Extract provided:
— begin —
Decades after the samples arrived on Earth, scientists also reanalyzed some Apollo moon rocks, including some from Apollo 11, and discovered trace amounts of water in those samples . Researchers determined that the water was delivered to the lunar surface by comets or meteorites striking the surface.
These samples have also taught scientists that the moon has a strong chemical similarity to rocks on Earth. Moreover, both are dramatically different from Martian and asteroid belt meteorites.
This profile was one of the things that led Hartmann and his colleague Don Davis to propose in 1974 that the moon formed from debris blown off Earth after a cataclysmic impact early in Earth’s lifetime. Their theory remains the leading proposal for how the moon formed.
The moon is moving away from Earth
One of the experiments Apollo astronauts left on the lunar surface was the Laser Ranging Retroreflector. Scientists can precisely measure the distance between Earth and its moon by lighting up the carefully tailored mirrors with laser beams aimed from large Earth-based telescopes.
In addition to improving scientists’ knowledge about the moon’s orbit and rotation, the experiment also found that the moon is receding from the Earth at a rate of 1.5 inches (3.8 centimeters) per year.
— end —
Brief A:
Find every line in the listing below that contains the string "stack" and copy each of those lines.

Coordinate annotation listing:
— begin —
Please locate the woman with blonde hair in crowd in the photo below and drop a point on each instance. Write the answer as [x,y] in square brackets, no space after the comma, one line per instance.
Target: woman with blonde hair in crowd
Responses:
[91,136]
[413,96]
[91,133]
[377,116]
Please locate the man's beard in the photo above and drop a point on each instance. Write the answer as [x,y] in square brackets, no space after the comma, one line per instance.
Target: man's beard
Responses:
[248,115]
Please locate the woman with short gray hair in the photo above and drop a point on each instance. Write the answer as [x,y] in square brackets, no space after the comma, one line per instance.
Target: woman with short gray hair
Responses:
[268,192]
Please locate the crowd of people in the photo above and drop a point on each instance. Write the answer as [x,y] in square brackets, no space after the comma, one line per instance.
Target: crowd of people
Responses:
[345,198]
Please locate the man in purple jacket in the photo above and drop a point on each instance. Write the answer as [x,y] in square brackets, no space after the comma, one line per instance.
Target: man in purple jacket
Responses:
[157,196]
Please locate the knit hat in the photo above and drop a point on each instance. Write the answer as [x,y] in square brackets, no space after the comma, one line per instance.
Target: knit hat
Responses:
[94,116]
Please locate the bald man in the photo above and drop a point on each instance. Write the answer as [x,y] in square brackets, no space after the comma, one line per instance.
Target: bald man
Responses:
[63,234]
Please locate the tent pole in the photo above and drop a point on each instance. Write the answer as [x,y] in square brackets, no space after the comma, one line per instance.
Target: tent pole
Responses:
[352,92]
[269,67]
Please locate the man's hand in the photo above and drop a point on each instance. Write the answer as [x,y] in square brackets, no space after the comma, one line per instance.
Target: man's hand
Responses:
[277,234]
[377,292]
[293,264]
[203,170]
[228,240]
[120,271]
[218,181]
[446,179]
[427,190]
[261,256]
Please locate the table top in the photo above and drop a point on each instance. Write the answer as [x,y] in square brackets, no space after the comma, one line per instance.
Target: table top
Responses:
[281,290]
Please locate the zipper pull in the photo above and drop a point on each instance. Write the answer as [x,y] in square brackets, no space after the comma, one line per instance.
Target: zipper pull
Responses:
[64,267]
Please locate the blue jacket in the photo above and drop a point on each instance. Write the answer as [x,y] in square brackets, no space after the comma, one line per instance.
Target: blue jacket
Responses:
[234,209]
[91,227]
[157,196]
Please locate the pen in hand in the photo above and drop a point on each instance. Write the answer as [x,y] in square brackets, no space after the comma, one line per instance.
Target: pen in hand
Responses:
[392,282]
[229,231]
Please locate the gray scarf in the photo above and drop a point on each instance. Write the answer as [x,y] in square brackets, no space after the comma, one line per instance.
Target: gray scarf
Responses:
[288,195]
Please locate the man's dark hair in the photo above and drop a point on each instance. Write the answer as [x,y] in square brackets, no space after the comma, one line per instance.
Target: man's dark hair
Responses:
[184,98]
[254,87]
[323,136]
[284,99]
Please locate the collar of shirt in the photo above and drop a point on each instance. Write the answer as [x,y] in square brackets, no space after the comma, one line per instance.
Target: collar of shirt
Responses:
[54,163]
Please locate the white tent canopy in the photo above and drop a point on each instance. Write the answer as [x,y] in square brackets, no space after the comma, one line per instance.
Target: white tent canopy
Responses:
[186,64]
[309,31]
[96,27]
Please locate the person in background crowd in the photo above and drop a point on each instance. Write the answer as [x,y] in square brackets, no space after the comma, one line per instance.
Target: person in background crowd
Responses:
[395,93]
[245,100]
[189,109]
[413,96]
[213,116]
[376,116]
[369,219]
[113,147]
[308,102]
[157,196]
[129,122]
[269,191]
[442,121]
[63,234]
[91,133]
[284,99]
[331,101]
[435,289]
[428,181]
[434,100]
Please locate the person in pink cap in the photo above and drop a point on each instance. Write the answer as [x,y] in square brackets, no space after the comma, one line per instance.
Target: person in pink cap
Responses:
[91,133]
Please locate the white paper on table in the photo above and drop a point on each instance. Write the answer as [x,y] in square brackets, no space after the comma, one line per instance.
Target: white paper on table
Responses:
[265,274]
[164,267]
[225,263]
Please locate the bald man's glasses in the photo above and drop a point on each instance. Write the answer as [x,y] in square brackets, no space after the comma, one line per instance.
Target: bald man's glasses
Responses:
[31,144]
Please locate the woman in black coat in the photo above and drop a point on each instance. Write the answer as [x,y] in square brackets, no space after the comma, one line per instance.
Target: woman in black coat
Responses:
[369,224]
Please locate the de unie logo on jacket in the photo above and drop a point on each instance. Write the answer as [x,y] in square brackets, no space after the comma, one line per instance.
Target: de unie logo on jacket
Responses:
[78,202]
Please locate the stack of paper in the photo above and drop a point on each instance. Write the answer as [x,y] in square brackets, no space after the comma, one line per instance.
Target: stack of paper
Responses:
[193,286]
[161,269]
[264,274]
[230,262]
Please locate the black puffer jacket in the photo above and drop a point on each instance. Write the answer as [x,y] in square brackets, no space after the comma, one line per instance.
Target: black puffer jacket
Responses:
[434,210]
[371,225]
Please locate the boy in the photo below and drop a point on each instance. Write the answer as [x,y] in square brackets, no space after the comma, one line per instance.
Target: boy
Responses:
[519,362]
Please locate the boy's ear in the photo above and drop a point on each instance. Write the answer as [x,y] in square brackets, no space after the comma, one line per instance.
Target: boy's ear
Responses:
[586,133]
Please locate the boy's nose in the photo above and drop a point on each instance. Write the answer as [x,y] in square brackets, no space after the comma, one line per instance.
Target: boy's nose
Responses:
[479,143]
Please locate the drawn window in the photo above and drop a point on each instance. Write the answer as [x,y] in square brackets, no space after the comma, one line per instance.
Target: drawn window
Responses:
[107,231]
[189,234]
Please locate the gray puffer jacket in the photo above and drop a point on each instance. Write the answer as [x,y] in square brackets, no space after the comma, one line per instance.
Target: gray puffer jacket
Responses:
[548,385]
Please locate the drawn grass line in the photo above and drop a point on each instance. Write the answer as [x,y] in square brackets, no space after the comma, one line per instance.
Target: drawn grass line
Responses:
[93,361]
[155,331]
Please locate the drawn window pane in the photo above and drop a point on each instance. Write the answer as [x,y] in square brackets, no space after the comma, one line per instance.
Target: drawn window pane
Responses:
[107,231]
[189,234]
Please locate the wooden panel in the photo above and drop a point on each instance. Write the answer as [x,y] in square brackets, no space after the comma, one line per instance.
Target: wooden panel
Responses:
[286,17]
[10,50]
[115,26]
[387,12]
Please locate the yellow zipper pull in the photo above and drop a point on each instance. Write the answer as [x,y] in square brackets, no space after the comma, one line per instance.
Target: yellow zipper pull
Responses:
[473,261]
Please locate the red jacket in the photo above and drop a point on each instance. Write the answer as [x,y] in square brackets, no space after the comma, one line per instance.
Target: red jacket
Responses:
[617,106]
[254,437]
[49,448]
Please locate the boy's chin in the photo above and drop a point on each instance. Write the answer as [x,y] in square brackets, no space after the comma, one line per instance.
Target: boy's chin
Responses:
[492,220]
— end —
Brief B:
Edit the part of the Apollo moon sample text above that opens with the words containing "In addition to" and closes with "centimeters) per year.", changing "receding" to "drifting away", and give that part again.

Written solution A:
Please locate the stack of paper in the photo above and drop a point on each instance. Write the answer as [x,y] in square brackets, no space after the comma, one line per instance.
Target: stack of paper

Written solution B:
In addition to improving scientists’ knowledge about the moon’s orbit and rotation, the experiment also found that the moon is drifting away from the Earth at a rate of 1.5 inches (3.8 centimeters) per year.